#### Excerto fornecido:
________________________________________

O investigador John Krakauer da Fundação Champalimaud defendeu hoje que a utilização de inteligência artificial como medicina já é uma realidade, mas alertou que mal utilizada pode prejudicar a memória e o pensamento crítico.
"Não venho falar-vos de inteligência artificial na medicina, venho falar-vos de inteligência artificial como medicina. (...) Não é ficção científica, é real", disse o cientista na conferência Medica AI, que decorre hoje na Fundação Champalimaud, em Lisboa.
Na sua intervenção na segunda edição desta conferência, que reúne investigadores, médicos e cientistas de todo o mundo para explorar como a inteligência artificial (IA) está a revolucionar a medicina, Krakauer referiu-se em concreto à utilização da tecnologia na neurotecnologia comportamental.
Lembrou também projetos que estão a utilizar a implantação de elétrodos no cérebro e na coluna vertebral para contornar lesões cerebrais ou na espinal medula, conjugados com jogos interativos produzidos com IA que permitem exercitar e reaprender a mobilidade (exergaming, mistura de jogo e exercício).
Falou também de um caso em que a IA generativa é utilizada em pacientes com perturbação obsessivo-compulsiva para simular as situações causadoras de stress para o paciente, de forma a dessensibilizá-lo e ajudá-lo a superar a doença.
"A IA é medicina por si só", afirmou.
No entanto, questionado se a crescente utilização da IA pode também conter em si o risco de tornar o cérebro mais preguiçoso, Krakkauer admitiu que há esse perigo se "externalizarmos o cérebro com a IA".
"Há evidências crescentes de que se passa alguma coisa com a cognição humana", admitiu, exemplificando que há estudos que indicam que o quociente de inteligência (QI) está a cair.

________________________________________

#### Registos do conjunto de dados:
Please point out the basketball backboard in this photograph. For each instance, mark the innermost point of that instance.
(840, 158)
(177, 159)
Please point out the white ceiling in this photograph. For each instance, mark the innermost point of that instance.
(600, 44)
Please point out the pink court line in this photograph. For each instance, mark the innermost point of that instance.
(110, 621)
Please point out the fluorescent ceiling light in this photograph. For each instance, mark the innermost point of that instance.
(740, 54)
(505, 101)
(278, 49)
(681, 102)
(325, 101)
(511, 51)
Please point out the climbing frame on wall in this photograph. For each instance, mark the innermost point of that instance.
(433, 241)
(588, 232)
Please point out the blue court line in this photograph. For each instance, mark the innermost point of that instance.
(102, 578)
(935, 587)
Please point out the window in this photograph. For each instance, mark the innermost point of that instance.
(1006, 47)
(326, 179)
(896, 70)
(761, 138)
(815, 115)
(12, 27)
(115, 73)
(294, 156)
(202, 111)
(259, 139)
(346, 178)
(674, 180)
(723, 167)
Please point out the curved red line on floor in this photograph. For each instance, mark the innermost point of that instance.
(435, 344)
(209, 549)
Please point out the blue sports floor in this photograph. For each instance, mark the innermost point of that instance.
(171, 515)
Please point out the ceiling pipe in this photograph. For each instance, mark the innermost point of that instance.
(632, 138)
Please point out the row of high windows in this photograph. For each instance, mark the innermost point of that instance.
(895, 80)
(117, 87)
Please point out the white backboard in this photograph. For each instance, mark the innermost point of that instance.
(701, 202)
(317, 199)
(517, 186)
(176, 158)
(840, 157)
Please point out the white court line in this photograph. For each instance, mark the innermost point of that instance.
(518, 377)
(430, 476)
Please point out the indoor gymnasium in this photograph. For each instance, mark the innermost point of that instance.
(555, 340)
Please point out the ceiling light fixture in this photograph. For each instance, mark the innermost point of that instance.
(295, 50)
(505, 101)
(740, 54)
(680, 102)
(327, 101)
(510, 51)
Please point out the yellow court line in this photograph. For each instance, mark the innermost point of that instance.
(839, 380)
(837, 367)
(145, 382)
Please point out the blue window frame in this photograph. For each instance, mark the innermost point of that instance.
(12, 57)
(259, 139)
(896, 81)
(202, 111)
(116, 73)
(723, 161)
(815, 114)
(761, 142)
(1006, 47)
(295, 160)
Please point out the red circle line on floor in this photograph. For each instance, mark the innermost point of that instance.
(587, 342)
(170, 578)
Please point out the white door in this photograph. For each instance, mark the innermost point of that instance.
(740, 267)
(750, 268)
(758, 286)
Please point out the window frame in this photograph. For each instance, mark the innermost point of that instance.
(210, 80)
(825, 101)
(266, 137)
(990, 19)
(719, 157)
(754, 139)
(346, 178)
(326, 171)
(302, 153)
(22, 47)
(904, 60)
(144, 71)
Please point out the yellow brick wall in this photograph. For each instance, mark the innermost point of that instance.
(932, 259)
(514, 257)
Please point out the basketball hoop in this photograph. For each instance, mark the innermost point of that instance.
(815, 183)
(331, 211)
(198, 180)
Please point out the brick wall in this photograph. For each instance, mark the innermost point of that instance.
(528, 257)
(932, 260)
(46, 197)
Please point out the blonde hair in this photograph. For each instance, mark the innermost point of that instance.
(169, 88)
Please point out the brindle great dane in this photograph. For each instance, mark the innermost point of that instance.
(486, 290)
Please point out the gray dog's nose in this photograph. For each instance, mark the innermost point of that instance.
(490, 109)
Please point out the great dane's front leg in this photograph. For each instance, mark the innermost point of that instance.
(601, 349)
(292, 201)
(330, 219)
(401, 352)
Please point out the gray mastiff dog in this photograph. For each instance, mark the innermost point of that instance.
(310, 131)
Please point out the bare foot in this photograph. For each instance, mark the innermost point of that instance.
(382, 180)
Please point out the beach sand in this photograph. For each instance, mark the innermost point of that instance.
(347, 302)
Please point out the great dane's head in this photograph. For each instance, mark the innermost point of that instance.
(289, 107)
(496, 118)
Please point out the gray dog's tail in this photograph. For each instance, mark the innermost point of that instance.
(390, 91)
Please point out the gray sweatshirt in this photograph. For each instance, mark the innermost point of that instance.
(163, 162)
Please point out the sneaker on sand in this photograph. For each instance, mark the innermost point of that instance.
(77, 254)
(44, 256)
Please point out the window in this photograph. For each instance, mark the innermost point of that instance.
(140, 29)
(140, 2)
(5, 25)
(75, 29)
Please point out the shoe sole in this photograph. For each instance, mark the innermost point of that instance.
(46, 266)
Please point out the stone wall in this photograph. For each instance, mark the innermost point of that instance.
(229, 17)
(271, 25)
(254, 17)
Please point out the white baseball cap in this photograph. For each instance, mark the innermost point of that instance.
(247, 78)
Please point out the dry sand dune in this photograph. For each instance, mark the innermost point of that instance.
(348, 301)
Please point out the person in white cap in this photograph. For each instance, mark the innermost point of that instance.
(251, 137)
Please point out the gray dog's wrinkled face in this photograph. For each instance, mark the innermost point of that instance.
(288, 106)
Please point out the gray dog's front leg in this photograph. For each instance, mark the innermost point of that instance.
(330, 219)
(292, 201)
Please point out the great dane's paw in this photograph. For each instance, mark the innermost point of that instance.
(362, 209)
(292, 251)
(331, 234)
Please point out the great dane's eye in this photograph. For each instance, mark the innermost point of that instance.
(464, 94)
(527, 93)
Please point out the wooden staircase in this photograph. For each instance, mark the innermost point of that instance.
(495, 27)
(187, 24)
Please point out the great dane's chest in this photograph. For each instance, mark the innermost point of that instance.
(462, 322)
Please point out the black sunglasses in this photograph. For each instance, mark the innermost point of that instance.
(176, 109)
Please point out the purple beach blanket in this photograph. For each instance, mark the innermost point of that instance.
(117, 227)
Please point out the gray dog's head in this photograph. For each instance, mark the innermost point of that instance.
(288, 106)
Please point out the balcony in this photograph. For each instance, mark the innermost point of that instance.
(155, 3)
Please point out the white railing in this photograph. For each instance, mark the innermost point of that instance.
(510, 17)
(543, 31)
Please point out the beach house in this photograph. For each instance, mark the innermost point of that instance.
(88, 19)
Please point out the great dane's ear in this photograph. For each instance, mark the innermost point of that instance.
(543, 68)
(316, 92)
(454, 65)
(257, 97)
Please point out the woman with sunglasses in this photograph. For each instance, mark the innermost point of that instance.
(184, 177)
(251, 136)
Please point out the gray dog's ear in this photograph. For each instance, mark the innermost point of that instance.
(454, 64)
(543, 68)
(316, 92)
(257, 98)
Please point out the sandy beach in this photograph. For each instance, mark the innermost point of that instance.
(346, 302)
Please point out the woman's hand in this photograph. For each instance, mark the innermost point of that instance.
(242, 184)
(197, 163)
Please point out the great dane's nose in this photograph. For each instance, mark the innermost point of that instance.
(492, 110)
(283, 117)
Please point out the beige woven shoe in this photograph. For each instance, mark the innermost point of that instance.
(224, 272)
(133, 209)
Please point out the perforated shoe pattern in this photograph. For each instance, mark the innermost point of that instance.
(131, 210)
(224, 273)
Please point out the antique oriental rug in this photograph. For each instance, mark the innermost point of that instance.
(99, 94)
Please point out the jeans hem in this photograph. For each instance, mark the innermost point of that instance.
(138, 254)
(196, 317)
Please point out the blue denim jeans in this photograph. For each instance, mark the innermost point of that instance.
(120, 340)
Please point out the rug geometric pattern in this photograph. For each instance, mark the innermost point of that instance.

________________________________________

#### Tarefas a realizar:
a. Responda a estas perguntas sobre o excerto fornecido:
(i) Em que cidade decorre a conferência Medica AI?
(ii) Em que pacientes é utilizada a IA generativa para simular situações causadoras de stress?
(iii) Segundo os estudos referidos, que indicador está a cair?
b. Repita palavra por palavra o excerto fornecido, tudo desde "Lembrou também projetos" até "superar a doença.".
Responda apenas com base no excerto fornecido.

#### Soluções:
a.
(i) Em Lisboa.
(ii) Em pacientes com perturbação obsessivo-compulsiva.
(iii) O quociente de inteligência (QI).

b.
Lembrou também projetos que estão a utilizar a implantação de elétrodos no cérebro e na coluna vertebral para contornar lesões cerebrais ou na espinal medula, conjugados com jogos interativos produzidos com IA que permitem exercitar e reaprender a mobilidade (exergaming, mistura de jogo e exercício).
Falou também de um caso em que a IA generativa é utilizada em pacientes com perturbação obsessivo-compulsiva para simular as situações causadoras de stress para o paciente, de forma a dessensibilizá-lo e ajudá-lo a superar a doença.